▸ WRITTEN REQUEST
Copy out every one of the following entries, reproducing each line without any change.

#### RECORDS SHOWN

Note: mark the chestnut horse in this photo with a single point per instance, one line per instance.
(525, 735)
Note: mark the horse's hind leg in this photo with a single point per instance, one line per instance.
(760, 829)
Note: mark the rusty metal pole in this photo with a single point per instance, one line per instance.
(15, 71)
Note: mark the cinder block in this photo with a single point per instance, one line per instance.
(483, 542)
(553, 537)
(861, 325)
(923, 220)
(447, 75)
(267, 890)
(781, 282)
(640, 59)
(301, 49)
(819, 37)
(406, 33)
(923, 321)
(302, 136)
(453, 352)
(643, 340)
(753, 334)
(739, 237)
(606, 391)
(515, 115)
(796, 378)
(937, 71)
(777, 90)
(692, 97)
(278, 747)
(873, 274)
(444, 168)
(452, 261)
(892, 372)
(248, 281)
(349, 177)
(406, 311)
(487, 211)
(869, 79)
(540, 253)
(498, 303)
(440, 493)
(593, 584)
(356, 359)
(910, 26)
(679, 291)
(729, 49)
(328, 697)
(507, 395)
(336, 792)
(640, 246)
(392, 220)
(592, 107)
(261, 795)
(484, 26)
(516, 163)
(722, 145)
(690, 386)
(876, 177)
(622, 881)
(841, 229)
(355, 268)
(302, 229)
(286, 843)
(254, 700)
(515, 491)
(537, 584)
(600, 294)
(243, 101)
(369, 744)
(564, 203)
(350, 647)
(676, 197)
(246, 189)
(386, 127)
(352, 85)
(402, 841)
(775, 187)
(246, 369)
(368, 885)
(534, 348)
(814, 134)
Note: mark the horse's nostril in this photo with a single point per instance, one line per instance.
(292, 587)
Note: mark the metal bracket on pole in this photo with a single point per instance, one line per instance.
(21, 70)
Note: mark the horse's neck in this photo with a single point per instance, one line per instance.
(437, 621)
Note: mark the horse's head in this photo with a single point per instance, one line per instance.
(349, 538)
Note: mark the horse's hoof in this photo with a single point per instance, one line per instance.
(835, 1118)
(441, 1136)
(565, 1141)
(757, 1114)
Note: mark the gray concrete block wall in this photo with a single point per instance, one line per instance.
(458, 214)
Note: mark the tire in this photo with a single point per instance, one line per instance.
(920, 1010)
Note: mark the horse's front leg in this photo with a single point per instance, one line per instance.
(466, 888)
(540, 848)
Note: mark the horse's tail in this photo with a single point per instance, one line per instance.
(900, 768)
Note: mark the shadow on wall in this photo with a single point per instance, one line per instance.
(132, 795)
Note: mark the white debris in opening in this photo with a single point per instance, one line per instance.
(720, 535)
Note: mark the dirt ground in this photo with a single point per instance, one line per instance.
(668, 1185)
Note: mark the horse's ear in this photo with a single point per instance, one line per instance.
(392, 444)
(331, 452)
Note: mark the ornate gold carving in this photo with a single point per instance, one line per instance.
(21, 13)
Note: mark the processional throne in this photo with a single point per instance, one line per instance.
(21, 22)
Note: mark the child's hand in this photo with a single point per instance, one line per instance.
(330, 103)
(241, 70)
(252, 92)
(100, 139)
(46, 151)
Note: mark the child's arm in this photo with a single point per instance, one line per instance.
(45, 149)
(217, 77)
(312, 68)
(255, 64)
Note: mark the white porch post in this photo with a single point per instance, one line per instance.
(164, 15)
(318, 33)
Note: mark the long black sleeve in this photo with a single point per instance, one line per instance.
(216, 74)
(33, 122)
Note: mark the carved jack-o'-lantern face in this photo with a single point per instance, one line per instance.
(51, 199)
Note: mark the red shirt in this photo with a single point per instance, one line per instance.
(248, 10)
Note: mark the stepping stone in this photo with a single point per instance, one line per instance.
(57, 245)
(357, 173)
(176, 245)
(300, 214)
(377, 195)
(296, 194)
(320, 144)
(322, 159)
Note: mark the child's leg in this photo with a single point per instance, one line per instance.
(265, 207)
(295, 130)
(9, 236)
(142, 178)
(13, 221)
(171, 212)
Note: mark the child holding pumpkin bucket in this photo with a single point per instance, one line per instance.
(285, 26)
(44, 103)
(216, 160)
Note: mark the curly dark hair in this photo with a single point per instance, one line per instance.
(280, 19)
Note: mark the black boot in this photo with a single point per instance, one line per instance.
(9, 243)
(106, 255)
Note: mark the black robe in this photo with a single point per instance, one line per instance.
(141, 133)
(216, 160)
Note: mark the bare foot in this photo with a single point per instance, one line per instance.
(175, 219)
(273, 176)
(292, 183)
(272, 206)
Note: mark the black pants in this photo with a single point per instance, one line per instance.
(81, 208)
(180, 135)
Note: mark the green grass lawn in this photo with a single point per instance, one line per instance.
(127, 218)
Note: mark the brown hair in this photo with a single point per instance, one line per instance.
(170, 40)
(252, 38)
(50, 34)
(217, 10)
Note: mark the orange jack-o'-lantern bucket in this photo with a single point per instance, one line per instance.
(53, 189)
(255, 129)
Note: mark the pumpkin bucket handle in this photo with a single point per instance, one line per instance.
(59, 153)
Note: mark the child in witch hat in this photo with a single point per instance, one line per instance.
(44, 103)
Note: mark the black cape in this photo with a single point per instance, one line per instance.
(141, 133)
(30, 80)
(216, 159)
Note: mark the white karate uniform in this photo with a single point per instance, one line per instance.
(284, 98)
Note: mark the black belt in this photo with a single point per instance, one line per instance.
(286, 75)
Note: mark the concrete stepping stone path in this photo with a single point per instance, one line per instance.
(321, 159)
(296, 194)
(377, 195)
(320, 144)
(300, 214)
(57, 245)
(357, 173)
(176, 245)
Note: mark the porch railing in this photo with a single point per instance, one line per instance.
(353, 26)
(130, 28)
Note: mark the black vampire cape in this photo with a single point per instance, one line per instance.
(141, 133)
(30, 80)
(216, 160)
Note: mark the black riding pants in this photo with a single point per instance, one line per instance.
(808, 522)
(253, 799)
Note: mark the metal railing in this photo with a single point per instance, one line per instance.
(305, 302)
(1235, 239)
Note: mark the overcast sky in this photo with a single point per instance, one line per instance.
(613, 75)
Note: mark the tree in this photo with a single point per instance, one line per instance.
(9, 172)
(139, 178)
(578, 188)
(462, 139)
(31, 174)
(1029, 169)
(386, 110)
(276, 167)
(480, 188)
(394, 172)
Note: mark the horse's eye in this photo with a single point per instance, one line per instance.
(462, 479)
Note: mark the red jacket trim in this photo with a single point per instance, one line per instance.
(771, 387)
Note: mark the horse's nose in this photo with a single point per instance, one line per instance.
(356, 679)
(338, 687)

########

▸ WORKED ANSWER
Note: mark the chestnut horse in this photo with a single point per instance, one line per instance.
(525, 735)
Note: mark the horse's hind leg in this photo with a single point per instance, one line per instance.
(760, 829)
Note: mark the rusty metal pole in this photo with a single point per instance, one line per instance.
(15, 71)
Note: mark the cinder block in this photo with a single point per instance, one line per instance.
(483, 542)
(553, 537)
(861, 325)
(923, 220)
(447, 75)
(267, 890)
(781, 282)
(640, 59)
(301, 49)
(819, 37)
(406, 33)
(923, 321)
(302, 136)
(453, 352)
(643, 340)
(753, 334)
(739, 237)
(606, 391)
(515, 115)
(796, 378)
(937, 71)
(777, 90)
(692, 97)
(278, 747)
(873, 274)
(444, 168)
(452, 261)
(892, 372)
(248, 281)
(349, 177)
(406, 311)
(487, 211)
(869, 79)
(540, 253)
(498, 303)
(440, 493)
(593, 584)
(356, 359)
(910, 26)
(679, 291)
(729, 49)
(328, 697)
(507, 395)
(336, 792)
(640, 246)
(392, 220)
(592, 107)
(261, 795)
(484, 26)
(516, 163)
(722, 145)
(690, 386)
(876, 177)
(622, 881)
(841, 229)
(355, 268)
(302, 229)
(286, 843)
(254, 700)
(515, 491)
(537, 584)
(600, 294)
(243, 101)
(369, 744)
(564, 203)
(350, 647)
(676, 197)
(246, 189)
(386, 127)
(352, 85)
(402, 841)
(775, 187)
(246, 369)
(368, 885)
(534, 348)
(814, 134)
Note: mark the horse's nostril in this photo with a single point per instance, one line per instance.
(292, 587)
Note: mark the metal bracket on pole in this photo with a single point per instance, one line per instance.
(21, 70)
Note: mark the horse's neck in this photo with a single point per instance, one line per instance.
(437, 621)
Note: mark the horse's head in this photo with a single point per instance, one line per instance.
(349, 538)
Note: mark the horse's hoof in this photo with a single point per instance, one line per instance.
(835, 1118)
(441, 1136)
(565, 1141)
(757, 1114)
Note: mark the gray concrete block wall in this photo with a single point per instance, one line per instance.
(458, 214)
Note: mark the tire in this photo with a single point per instance, one line per instance.
(920, 1010)
Note: mark the horse's front leg in this photo with a single point per instance, one line per instance.
(466, 888)
(540, 848)
Note: mark the horse's tail in this photo with a single point per instance, one line per instance.
(900, 768)
Note: mark the shadow on wall in this photo with a single point per instance, one line per instance.
(132, 795)
Note: mark the white debris in opening in this photo with a single point per instance, one line per instance.
(720, 535)
Note: mark the dirt ground in this photo with a single point per instance, one line per instance.
(668, 1185)
Note: mark the horse's ear in this photo with a single point per instance, one line per instance.
(392, 444)
(331, 452)
Note: mark the ornate gold carving in this photo with a single point per instance, one line per instance.
(21, 13)
Note: mark the processional throne in this photo with a single point per instance, one line per instance.
(21, 22)
Note: mark the child's hand in this photo with a single point per instance, one line per instance.
(330, 103)
(241, 70)
(252, 92)
(100, 139)
(46, 151)
Note: mark the child's arm in this photo with a single point per instance, one line per instance.
(45, 149)
(217, 77)
(312, 68)
(255, 64)
Note: mark the white porch post in this photo with a single point per instance, one line per instance.
(164, 15)
(318, 33)
Note: mark the long black sleeve in this photo with a single point per instance, one line per instance.
(216, 74)
(33, 122)
Note: mark the carved jack-o'-lantern face in this photo with a single point per instance, one line per instance.
(51, 199)
Note: mark the red shirt in this photo with a single point per instance, one line per instance.
(248, 10)
Note: mark the stepping stone in this photo with a single point per instance, one line per instance.
(57, 245)
(357, 173)
(176, 245)
(300, 214)
(377, 195)
(296, 194)
(320, 144)
(322, 159)
Note: mark the child's leg in this photo with a single point per instance, one line per instance.
(265, 207)
(295, 130)
(9, 236)
(142, 178)
(13, 221)
(171, 212)
Note: mark the child holding pumpkin bucket in this photo with a single point per instance, one line per instance.
(285, 26)
(44, 103)
(216, 160)
Note: mark the curly dark hair in this photo with a single point per instance, one line per instance.
(280, 19)
Note: mark the black boot in this photo with a single point per instance, one line per instance.
(9, 243)
(106, 255)
Note: mark the black robe in this photo with a single point per instance, one line per instance.
(141, 133)
(216, 160)
Note: mark the bare foot in this photo with a single point per instance, one line per instance.
(175, 219)
(273, 176)
(292, 183)
(272, 206)
Note: mark the black pants in this photo with a single point per instance, one line per instance.
(81, 208)
(180, 135)
Note: mark the green grass lawn in this photo with a single point per instance, one line per instance.
(127, 218)
Note: mark the brown hair in this photo with a single point per instance, one line per instance.
(170, 40)
(252, 38)
(50, 34)
(217, 10)
Note: mark the orange jack-o'-lantern bucket in this photo with a single point per instance, one line per instance.
(53, 189)
(255, 129)
Note: mark the pumpkin bucket handle in this photo with a single point per instance, one line per instance.
(59, 153)
Note: mark the child in witch hat in this photo with a single point per instance, one line per instance.
(44, 103)
Note: mark the black cape in this photo with a single point per instance, one line per instance.
(141, 133)
(30, 80)
(216, 159)
Note: mark the white karate uniform in this photo with a single point per instance, one line per instance.
(284, 98)
Note: mark the black belt in this photo with a single point per instance, one line per instance.
(286, 75)
Note: mark the concrete stepping stone path in this photo with a single point per instance, one line per instance.
(321, 159)
(296, 194)
(377, 195)
(320, 144)
(300, 214)
(57, 245)
(357, 173)
(176, 245)
Note: mark the porch railing in this photo with a single point per instance, one line per instance.
(353, 26)
(130, 28)
Note: mark the black vampire cape in this photo with a single point per instance, one line per instance.
(141, 133)
(30, 80)
(216, 160)
Note: mark the black riding pants in this photo with a single point per instance, one line per instance.
(808, 522)
(253, 799)
Note: mark the metal railing in this photo with a single point per instance, one line per instance.
(305, 302)
(1235, 239)
Note: mark the overcast sky in this photo with a single point per instance, one line per instance.
(613, 75)
Note: mark the tree in this photo with a single point per instance, one line per instance.
(9, 172)
(139, 178)
(578, 188)
(462, 139)
(31, 174)
(1029, 169)
(386, 110)
(276, 167)
(480, 188)
(394, 172)
Note: mark the horse's eye in this photo with a single point per instance, one line per instance.
(462, 479)
Note: mark the red jacket trim in this photo with a single point per instance, one line per instance.
(771, 387)
Note: mark the horse's nose in this photo with a single point per instance, one line per instance.
(356, 679)
(338, 687)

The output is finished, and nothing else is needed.